- **Records shown**:
[Start of section]
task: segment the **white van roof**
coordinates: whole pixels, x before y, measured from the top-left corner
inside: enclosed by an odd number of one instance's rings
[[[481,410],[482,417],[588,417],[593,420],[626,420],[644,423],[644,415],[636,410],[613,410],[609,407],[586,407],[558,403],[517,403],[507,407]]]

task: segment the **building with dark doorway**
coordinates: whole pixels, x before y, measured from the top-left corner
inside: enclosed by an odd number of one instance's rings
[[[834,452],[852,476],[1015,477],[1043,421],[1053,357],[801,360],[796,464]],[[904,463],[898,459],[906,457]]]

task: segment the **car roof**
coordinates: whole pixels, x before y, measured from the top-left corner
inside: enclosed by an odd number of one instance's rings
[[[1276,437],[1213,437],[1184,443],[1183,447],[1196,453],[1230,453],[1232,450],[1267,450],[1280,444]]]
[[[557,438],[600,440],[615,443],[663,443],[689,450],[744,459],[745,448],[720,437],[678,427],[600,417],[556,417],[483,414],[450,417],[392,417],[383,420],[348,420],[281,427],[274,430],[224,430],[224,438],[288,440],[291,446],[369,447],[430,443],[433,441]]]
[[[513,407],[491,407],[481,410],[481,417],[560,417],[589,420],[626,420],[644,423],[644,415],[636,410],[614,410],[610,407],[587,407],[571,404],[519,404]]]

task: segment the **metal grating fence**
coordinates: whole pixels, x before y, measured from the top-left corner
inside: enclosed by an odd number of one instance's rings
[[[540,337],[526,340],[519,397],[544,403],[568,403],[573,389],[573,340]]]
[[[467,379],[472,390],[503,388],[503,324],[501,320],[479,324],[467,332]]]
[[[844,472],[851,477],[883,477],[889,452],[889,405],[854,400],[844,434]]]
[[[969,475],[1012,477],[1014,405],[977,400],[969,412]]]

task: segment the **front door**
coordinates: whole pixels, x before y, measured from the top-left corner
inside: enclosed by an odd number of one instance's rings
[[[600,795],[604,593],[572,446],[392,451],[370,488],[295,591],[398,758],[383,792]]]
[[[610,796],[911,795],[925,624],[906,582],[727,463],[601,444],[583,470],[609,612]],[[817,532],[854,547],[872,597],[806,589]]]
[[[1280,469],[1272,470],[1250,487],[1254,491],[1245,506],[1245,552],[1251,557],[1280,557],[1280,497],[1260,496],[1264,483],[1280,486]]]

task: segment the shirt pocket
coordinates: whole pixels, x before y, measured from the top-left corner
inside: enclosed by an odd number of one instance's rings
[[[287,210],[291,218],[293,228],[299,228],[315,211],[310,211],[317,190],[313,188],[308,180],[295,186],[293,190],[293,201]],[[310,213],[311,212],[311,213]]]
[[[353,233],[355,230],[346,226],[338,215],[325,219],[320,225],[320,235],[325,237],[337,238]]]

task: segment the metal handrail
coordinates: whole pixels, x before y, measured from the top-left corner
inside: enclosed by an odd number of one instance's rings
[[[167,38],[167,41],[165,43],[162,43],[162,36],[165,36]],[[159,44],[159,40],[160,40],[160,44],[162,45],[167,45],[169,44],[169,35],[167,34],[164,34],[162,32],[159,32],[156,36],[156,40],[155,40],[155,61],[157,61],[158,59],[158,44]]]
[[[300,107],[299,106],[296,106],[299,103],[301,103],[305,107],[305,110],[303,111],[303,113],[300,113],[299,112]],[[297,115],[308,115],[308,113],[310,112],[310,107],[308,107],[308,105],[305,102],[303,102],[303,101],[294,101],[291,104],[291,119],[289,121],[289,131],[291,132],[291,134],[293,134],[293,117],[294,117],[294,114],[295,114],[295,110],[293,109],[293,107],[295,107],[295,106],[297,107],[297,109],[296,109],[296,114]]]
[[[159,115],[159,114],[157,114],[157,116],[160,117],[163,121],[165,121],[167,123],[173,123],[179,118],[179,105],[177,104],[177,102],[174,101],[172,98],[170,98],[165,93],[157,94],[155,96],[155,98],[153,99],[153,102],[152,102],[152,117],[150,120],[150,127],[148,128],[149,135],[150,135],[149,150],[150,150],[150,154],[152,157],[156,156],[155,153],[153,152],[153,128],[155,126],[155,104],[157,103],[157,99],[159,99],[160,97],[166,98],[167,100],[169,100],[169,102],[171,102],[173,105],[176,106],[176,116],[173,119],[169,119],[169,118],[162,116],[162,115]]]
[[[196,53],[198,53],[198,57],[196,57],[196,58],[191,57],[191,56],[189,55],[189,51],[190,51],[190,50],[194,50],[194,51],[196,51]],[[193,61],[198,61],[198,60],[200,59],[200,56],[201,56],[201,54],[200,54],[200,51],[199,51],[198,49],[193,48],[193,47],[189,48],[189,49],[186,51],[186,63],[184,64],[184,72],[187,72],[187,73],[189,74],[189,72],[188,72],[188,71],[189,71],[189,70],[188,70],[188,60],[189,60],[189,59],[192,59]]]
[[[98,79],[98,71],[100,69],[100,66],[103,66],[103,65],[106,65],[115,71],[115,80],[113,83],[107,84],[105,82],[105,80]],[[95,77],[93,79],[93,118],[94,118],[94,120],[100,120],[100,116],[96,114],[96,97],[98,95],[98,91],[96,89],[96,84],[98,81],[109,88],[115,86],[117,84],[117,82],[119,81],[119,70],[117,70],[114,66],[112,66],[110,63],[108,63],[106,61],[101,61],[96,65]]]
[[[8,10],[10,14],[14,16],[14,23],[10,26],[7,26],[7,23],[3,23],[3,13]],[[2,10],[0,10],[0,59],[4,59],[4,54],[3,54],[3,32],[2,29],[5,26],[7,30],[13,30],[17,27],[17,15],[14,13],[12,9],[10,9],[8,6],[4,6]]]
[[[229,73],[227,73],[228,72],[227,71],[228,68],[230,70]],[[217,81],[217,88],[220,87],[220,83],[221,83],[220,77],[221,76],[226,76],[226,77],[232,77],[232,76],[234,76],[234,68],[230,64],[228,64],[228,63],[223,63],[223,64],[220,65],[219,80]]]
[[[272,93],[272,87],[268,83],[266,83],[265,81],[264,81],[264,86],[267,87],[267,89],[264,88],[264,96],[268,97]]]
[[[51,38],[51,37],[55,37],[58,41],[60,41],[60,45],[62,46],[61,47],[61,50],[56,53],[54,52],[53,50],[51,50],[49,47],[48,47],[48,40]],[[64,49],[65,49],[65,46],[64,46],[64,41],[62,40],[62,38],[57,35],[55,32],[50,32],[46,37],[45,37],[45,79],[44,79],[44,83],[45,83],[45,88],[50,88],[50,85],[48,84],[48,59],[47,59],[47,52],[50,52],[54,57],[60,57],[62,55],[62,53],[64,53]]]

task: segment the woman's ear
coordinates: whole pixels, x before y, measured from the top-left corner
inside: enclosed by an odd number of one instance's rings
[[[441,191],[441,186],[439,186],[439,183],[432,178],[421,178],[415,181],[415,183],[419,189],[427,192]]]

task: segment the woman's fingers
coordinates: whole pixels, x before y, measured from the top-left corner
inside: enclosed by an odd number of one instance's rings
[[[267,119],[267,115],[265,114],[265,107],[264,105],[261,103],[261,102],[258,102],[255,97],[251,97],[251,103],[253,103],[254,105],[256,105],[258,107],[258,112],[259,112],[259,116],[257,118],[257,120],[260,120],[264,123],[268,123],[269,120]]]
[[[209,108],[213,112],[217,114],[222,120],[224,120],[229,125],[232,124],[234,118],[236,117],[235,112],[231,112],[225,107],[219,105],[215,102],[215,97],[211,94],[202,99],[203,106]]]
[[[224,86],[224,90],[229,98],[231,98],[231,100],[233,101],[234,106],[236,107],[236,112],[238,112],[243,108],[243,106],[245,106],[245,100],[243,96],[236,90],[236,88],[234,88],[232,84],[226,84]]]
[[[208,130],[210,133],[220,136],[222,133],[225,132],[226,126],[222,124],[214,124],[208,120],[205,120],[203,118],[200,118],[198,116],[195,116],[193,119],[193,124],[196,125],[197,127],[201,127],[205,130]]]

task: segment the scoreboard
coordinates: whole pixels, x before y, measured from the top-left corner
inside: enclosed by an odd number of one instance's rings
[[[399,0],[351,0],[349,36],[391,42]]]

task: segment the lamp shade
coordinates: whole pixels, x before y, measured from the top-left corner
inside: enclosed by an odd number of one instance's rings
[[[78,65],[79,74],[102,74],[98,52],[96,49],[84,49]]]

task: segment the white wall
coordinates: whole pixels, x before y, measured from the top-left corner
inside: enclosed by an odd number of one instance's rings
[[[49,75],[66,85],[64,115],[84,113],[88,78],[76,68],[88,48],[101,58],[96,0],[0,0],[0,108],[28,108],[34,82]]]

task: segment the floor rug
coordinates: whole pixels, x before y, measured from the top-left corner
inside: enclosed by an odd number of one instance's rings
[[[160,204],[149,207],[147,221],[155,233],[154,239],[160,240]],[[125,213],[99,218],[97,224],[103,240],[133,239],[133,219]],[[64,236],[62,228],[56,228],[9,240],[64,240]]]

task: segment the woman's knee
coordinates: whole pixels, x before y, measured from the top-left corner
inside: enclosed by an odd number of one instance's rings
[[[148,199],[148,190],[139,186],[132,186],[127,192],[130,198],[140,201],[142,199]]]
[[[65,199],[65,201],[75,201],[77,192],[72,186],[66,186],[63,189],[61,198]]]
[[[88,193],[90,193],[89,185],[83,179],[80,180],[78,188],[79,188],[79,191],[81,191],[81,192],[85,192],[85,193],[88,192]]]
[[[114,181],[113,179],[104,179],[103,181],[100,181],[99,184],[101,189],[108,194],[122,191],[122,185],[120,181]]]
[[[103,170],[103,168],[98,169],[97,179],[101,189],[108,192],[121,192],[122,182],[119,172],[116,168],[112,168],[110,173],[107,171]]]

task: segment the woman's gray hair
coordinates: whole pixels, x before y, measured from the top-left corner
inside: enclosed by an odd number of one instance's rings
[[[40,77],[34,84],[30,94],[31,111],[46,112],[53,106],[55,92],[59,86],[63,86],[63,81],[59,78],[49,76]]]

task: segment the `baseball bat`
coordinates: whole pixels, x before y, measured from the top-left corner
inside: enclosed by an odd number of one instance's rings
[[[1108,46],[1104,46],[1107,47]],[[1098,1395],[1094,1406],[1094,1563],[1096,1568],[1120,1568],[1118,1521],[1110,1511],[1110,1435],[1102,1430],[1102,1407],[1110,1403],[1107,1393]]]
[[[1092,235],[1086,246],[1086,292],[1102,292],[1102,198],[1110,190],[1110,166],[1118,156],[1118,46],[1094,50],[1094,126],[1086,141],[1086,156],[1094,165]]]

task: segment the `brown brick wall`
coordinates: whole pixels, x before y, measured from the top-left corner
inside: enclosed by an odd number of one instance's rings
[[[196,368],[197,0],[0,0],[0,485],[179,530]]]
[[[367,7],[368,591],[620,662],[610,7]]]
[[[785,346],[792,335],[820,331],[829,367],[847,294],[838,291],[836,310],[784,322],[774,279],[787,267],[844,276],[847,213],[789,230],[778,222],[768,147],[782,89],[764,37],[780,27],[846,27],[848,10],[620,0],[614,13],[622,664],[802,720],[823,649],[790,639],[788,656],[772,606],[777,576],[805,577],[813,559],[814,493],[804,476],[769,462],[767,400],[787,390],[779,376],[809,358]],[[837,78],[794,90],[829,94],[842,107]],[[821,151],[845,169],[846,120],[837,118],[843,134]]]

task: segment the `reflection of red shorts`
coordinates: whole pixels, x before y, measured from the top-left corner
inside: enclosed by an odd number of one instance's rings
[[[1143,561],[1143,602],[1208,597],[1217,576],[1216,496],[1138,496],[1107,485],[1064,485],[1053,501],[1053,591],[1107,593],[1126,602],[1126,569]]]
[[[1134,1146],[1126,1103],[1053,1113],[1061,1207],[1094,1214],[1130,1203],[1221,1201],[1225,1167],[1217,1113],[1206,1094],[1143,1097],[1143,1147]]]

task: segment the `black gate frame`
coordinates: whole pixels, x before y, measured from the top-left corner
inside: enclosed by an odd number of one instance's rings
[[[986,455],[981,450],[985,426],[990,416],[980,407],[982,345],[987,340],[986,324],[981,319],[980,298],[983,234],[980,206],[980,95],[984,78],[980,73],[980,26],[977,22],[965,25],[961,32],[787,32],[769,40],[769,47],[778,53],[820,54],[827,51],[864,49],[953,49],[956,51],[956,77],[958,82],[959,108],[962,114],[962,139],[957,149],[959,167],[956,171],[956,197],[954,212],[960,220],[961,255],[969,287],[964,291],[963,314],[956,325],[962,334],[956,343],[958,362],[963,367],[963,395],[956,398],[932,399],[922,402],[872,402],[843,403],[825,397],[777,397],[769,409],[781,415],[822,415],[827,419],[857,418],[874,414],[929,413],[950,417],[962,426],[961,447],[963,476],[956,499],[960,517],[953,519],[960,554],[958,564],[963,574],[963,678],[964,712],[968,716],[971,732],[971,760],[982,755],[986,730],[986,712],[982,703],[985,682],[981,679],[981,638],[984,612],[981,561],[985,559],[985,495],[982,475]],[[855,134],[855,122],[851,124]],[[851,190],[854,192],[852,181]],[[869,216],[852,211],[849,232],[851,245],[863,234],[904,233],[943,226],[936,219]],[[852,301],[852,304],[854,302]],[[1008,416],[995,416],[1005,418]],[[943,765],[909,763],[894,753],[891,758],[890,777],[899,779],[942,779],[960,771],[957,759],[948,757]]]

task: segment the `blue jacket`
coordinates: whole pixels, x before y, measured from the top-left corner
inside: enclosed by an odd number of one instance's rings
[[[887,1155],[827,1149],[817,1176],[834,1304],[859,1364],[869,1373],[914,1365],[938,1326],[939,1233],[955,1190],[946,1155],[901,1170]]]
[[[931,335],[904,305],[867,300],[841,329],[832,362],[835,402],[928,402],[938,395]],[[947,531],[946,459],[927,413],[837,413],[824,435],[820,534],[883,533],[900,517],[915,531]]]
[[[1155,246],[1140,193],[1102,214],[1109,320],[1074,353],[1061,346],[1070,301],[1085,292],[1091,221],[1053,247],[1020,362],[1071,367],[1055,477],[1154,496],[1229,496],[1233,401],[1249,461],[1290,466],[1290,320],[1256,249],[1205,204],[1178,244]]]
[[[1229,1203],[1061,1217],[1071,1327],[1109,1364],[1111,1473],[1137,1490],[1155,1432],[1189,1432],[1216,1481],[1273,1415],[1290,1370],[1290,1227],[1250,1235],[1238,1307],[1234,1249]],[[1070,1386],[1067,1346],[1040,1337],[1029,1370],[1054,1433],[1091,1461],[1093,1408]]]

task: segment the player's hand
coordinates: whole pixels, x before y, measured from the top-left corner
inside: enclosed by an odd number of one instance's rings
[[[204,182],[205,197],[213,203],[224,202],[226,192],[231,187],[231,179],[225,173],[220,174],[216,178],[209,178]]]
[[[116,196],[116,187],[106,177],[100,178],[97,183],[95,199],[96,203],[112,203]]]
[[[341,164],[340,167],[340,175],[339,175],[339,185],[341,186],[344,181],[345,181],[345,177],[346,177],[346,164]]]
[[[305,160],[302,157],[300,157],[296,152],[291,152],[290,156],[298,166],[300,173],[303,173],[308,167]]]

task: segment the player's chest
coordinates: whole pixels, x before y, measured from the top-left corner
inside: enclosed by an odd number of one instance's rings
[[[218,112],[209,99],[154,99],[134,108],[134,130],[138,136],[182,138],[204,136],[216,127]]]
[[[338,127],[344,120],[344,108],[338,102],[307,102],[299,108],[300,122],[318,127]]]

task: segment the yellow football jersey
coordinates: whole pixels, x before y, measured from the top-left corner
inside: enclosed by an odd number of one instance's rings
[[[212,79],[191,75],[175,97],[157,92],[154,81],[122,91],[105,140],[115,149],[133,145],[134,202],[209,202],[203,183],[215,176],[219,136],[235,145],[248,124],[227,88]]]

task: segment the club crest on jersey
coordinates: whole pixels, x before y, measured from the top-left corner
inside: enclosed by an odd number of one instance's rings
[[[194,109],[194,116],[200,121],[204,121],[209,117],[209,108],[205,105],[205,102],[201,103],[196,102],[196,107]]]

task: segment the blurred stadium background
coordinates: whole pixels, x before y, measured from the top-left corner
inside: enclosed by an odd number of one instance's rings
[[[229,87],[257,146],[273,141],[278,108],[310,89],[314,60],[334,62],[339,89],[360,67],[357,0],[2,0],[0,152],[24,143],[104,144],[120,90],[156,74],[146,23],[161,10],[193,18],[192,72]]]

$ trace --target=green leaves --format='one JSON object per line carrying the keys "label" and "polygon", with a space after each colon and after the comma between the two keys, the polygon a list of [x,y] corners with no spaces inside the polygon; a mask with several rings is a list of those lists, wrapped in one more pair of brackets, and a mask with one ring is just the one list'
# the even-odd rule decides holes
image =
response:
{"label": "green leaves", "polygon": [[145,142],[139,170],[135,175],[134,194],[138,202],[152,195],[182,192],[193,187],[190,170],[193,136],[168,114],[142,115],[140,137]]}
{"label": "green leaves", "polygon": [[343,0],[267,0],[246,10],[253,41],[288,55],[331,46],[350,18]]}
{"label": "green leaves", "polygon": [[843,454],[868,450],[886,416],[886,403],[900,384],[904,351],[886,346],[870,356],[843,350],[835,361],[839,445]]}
[End of section]
- **The problem**:
Identify every line above that includes the word "woman", and show those lines.

- **Written response**:
task: segment the woman's ear
task: segment the woman's fingers
task: segment the woman's knee
task: segment the woman's gray hair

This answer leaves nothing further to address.